## TASK TO COMPLETE
Using the records that appear below, write out exactly the lines from the one with "[point] every instance of the flat" through the one with "[point] every instance of the dark", keeping both end lines.

Top of PROVIDED ENTRIES

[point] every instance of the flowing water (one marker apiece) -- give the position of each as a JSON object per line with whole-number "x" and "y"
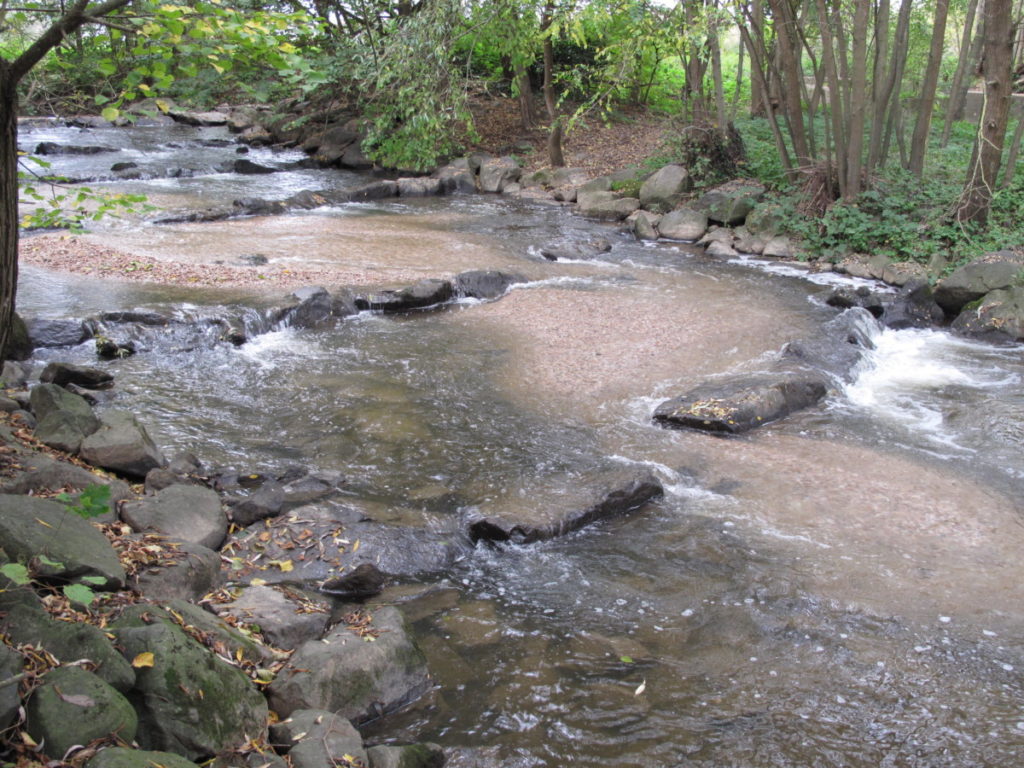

Bottom of PROVIDED ENTRIES
Top of PROVIDED ENTRIES

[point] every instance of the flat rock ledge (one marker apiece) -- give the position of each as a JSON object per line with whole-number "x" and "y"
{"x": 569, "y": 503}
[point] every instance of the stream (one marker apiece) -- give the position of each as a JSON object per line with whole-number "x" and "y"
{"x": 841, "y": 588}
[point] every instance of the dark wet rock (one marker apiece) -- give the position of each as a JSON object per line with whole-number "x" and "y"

Bottom of PROVIDED ENTRIES
Top of PROVIDED ENTRIES

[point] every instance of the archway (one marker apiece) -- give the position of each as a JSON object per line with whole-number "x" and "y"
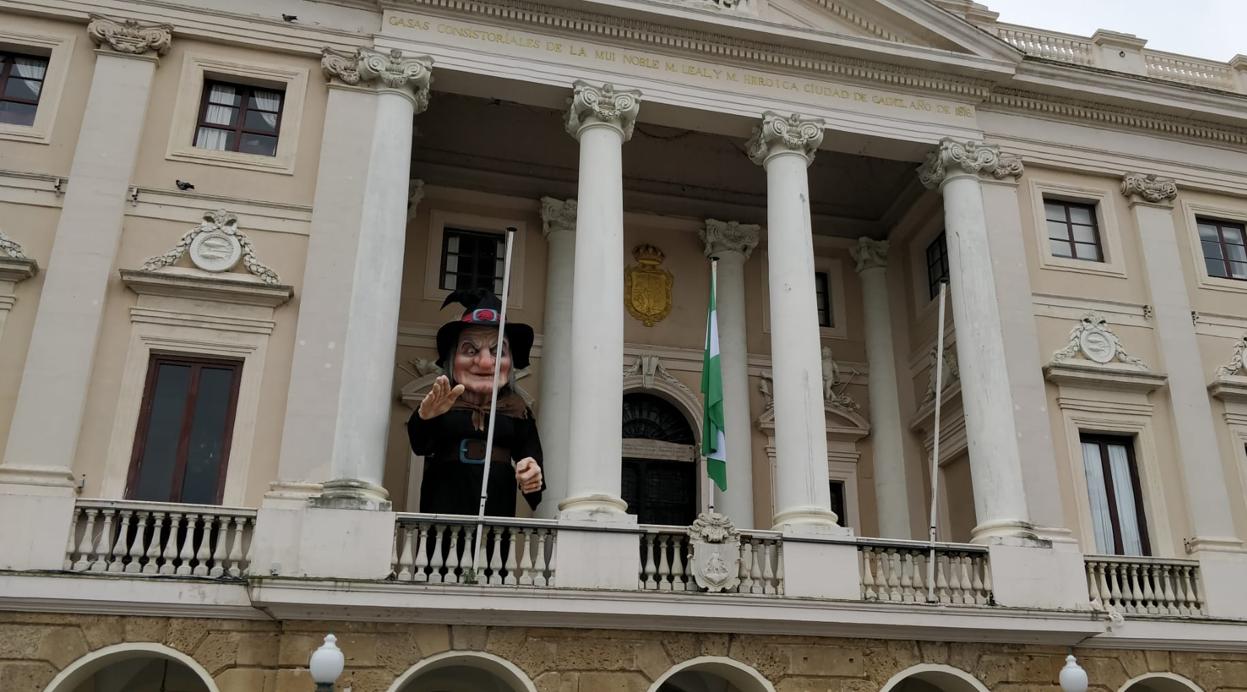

Bottom of PROVIDED ENTRIES

## OUTPUT OF THE TASK
[point] every instance of the flat rock ledge (one marker apiece) -- give the position of each as a JSON object per line with whole-number "x" and "y"
{"x": 569, "y": 503}
[point] every instance of the stream (one marker apiece) -- give the position of each as a JSON object per line with whole-number "x" and "y"
{"x": 841, "y": 588}
[point] every instance of the dark wet rock (one marker apiece) -- give the position of each as a JSON object per line with whole-number "x" and "y"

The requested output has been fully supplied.